*QUOTED TEXT*:
☆ ☆ ☆ ☆ ☆
The material presented
here is not Al-Anon Conference Approved Literature. It is a method
to exchange
information, ideas, feelings, problems and solutions on a personal
level.
Well, court for the dismissal of the restraining order was this morning. I was so stressed I swear I was gonna be sick right there in the courtroom.
They called me up, ABF was brought in from his holding cell and sat at a table to my left. I was afraid to look at him. I didn't know what my reaction would be or what would go through my mind if I did. The judge began and asked my why I wanted the order dismissed. EVERYTHING I had planned on saying was completely erased from my mind. I couldn't remember anything I wanted to say. I was able to get out that this was an isolated incident and I'd like to remain in contact with him. The judge asked ABF if he contested and he said "no".
Then I glanced over at him. There he sat in his green jumpsuit. He looked tired, beat down and just plain miserable and made no attempt to make eye contact with me. To my surprise I didn't feel ANY compassion for him. Not one bit. I felt pity. Pity for him that he got himself in this situation. Pity that he'll probably be incarcerated for quite a while and pity that it probably won't be his last time. What a revalation that was. Whould thunk?
☆ ☆ ☆ ☆ ☆
*CHALLENGE*: In the courtroom account, what color was the jumpsuit ABF wore?

*DATASET ENTRIES*:
☆ ☆ ☆ ☆ ☆
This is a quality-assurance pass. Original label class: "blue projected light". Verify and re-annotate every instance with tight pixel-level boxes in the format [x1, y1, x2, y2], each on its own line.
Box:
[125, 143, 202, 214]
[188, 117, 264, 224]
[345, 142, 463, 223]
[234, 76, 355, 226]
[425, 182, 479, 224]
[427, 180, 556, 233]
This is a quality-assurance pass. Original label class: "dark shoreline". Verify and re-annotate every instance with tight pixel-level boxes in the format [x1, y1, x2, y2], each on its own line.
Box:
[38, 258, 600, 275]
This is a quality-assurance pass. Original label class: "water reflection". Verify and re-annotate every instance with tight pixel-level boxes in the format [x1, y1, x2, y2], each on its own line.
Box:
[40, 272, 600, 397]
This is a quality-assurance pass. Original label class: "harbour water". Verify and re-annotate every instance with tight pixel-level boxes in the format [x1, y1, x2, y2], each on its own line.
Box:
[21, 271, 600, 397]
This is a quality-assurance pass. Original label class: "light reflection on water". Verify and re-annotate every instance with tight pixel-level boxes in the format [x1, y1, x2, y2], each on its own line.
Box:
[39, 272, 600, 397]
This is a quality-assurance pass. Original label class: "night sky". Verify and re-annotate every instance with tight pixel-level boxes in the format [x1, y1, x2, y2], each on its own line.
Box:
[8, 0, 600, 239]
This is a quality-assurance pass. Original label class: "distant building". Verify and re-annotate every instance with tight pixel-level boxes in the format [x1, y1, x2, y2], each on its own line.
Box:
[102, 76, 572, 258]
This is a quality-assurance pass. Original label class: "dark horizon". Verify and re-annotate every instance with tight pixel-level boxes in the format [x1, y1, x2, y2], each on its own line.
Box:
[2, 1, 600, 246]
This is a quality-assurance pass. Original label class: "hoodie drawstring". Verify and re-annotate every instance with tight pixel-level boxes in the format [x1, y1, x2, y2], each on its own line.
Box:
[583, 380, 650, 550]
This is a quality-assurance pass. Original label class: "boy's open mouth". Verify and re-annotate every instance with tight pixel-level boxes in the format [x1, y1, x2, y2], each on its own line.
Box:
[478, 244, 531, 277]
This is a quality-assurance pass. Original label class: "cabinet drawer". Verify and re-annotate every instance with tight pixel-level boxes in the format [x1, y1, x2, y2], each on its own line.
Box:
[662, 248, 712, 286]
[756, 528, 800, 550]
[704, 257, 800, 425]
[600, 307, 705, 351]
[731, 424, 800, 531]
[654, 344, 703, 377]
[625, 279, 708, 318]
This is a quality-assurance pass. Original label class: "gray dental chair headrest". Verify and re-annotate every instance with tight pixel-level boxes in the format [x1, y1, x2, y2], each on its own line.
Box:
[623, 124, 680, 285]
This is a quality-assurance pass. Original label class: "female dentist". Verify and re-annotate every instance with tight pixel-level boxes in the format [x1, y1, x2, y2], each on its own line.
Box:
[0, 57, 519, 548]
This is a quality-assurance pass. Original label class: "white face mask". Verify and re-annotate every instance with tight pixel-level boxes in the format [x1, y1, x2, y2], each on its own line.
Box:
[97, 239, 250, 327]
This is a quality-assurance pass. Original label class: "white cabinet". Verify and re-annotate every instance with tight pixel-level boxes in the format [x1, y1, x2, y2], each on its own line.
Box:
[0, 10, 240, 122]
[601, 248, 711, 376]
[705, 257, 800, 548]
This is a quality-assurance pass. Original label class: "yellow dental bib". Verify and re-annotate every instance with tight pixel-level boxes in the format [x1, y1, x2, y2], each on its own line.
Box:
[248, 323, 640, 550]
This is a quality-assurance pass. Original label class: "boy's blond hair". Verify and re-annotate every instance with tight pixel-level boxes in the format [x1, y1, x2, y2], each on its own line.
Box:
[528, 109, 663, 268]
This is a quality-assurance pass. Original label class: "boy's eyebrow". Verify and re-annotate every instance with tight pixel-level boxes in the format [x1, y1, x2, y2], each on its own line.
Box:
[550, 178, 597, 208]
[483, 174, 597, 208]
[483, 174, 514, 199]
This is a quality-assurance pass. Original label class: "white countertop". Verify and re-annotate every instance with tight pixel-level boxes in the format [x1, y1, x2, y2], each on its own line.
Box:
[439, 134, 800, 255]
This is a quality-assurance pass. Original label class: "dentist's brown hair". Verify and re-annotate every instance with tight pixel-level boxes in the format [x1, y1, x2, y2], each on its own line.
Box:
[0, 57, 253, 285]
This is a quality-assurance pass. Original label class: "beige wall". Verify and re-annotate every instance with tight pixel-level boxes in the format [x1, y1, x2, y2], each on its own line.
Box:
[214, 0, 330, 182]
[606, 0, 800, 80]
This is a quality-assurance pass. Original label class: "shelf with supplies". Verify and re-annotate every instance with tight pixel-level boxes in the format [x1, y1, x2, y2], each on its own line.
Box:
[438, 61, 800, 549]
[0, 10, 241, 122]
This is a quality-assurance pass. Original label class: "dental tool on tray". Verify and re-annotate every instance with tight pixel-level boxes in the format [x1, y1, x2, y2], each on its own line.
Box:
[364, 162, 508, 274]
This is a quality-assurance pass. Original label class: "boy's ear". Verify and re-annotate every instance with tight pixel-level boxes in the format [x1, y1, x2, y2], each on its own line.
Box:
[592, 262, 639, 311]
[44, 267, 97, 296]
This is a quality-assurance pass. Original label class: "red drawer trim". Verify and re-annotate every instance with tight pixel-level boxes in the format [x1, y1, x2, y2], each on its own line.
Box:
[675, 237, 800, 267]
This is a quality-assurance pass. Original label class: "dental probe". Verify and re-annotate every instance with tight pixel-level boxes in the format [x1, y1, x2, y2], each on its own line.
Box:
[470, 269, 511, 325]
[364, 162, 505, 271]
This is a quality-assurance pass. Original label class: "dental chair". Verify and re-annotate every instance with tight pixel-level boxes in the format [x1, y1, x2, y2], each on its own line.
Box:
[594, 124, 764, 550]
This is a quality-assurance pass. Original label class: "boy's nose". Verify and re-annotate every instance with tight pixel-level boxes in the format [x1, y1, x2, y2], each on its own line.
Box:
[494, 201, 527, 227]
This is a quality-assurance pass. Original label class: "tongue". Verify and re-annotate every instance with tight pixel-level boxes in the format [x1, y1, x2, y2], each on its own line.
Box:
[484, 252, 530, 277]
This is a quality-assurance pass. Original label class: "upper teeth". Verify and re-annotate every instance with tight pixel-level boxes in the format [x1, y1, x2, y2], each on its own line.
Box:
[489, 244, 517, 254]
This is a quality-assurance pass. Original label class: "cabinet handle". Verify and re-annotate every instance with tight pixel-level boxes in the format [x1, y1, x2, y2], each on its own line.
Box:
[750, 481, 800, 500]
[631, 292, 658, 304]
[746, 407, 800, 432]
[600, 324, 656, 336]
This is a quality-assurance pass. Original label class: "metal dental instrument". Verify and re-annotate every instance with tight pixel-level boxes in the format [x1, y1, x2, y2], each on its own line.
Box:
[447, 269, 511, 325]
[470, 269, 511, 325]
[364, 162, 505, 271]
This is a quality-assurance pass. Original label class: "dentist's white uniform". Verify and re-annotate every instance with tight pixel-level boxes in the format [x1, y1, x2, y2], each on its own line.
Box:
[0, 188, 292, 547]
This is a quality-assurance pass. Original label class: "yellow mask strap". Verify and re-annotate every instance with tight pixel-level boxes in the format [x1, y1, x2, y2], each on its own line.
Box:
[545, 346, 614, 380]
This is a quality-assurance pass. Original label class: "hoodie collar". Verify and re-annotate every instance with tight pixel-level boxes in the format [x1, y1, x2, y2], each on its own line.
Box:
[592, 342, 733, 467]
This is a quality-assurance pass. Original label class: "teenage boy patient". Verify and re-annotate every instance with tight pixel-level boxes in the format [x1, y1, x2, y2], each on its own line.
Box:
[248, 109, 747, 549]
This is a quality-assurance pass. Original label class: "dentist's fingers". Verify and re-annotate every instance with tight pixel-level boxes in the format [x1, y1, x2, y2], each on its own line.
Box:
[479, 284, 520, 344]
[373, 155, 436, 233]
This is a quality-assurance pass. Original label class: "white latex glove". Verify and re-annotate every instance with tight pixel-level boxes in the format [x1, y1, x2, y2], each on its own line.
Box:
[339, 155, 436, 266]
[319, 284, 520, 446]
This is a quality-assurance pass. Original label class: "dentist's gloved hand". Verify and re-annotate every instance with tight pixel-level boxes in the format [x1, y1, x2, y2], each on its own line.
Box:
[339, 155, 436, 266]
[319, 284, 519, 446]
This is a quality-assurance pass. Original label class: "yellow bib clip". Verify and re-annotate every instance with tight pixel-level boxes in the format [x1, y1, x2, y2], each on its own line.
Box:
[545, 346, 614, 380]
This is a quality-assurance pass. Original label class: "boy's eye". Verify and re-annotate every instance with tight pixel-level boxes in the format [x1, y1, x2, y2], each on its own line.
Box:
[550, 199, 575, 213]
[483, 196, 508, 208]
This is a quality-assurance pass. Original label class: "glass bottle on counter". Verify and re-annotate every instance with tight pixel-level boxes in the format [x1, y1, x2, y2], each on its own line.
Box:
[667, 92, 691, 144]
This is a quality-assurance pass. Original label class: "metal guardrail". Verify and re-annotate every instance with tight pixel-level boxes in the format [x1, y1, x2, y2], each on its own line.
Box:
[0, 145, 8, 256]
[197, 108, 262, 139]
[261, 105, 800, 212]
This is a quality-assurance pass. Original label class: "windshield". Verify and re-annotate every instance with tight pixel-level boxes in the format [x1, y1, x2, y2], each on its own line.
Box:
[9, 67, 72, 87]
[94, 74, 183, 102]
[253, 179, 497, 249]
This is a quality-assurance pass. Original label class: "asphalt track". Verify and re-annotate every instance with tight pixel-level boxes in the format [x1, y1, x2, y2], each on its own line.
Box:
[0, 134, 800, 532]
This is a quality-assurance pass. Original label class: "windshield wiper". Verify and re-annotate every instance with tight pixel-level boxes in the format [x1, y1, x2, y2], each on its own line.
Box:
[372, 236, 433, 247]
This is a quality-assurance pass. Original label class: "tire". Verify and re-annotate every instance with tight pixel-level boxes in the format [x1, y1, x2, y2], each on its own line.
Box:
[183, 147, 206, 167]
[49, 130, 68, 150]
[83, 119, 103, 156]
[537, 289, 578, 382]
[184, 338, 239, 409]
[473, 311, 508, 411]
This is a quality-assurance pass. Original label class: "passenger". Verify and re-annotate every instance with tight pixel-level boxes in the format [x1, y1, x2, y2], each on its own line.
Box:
☆ ☆ ☆ ☆ ☆
*EXERCISE RESULT*: Green.